• _Assigned task_
Write the lines below out exactly, dropping each picture.

• _Entries shown_
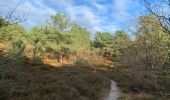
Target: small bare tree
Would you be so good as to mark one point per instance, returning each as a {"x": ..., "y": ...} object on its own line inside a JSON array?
[
  {"x": 161, "y": 9},
  {"x": 11, "y": 17}
]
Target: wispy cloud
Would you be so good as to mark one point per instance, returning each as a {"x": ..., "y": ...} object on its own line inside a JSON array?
[{"x": 96, "y": 15}]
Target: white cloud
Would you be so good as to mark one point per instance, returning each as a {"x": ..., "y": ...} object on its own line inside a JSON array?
[
  {"x": 121, "y": 9},
  {"x": 37, "y": 14},
  {"x": 83, "y": 15}
]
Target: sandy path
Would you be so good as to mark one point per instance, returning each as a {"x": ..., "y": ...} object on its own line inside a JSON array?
[{"x": 114, "y": 92}]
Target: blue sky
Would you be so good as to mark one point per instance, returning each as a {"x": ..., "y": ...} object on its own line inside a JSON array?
[{"x": 95, "y": 15}]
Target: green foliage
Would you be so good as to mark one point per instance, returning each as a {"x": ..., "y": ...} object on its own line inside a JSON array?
[
  {"x": 2, "y": 22},
  {"x": 60, "y": 21},
  {"x": 105, "y": 42}
]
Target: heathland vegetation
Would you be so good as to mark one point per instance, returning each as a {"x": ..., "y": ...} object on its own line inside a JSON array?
[{"x": 60, "y": 61}]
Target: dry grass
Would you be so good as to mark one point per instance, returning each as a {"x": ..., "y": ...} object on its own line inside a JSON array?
[{"x": 44, "y": 82}]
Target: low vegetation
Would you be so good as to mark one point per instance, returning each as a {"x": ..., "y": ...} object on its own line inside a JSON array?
[{"x": 140, "y": 66}]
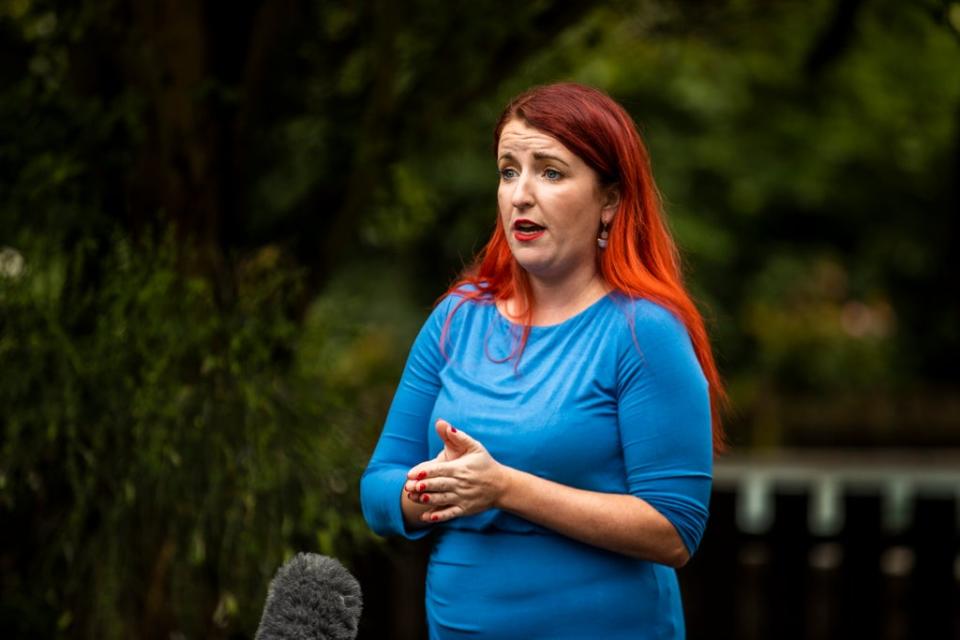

• _Response_
Target: small bare tree
Would you be so good as to mark one point per instance, returning each as a {"x": ..., "y": ...} object on its own line inside a JSON array?
[
  {"x": 161, "y": 9},
  {"x": 11, "y": 17}
]
Target: wispy cloud
Would you be so good as to mark one point per instance, returning each as a {"x": ..., "y": ...} object on its own line inside a JSON array?
[{"x": 96, "y": 15}]
Target: white cloud
Would you be so good as to mark one point per instance, returning each as a {"x": ..., "y": ...} object on its own line inside a JSON array?
[
  {"x": 121, "y": 9},
  {"x": 37, "y": 14},
  {"x": 83, "y": 15}
]
Target: sandy path
Would you be so good as to mark one point per instance, returning each as a {"x": ..., "y": ...} object on its own line inside a JSON array?
[{"x": 114, "y": 92}]
Target: blue sky
Would you be so good as to mark one point per instance, returning each as a {"x": ..., "y": ...} object on its own line inside a JSON array?
[{"x": 95, "y": 15}]
Target: green foliage
Would you be so good as to mark one point per instance, returning each as a {"x": ..., "y": ...} object on its own line inside a JSON array?
[
  {"x": 2, "y": 22},
  {"x": 60, "y": 21},
  {"x": 105, "y": 42}
]
Target: heathland vegetation
Would you be so good as to mark one point per instance, returning each as a {"x": ..., "y": ...} object on its own line inside a JSON array?
[{"x": 60, "y": 61}]
Target: dry grass
Would you be so good as to mark one point per instance, returning each as a {"x": ..., "y": ...} object on its own line inside a JSON array?
[{"x": 44, "y": 82}]
Target: low vegetation
Would you be so good as to mark one point per instance, returning each as a {"x": ..., "y": ...} object on its own line inside a JSON array?
[{"x": 140, "y": 66}]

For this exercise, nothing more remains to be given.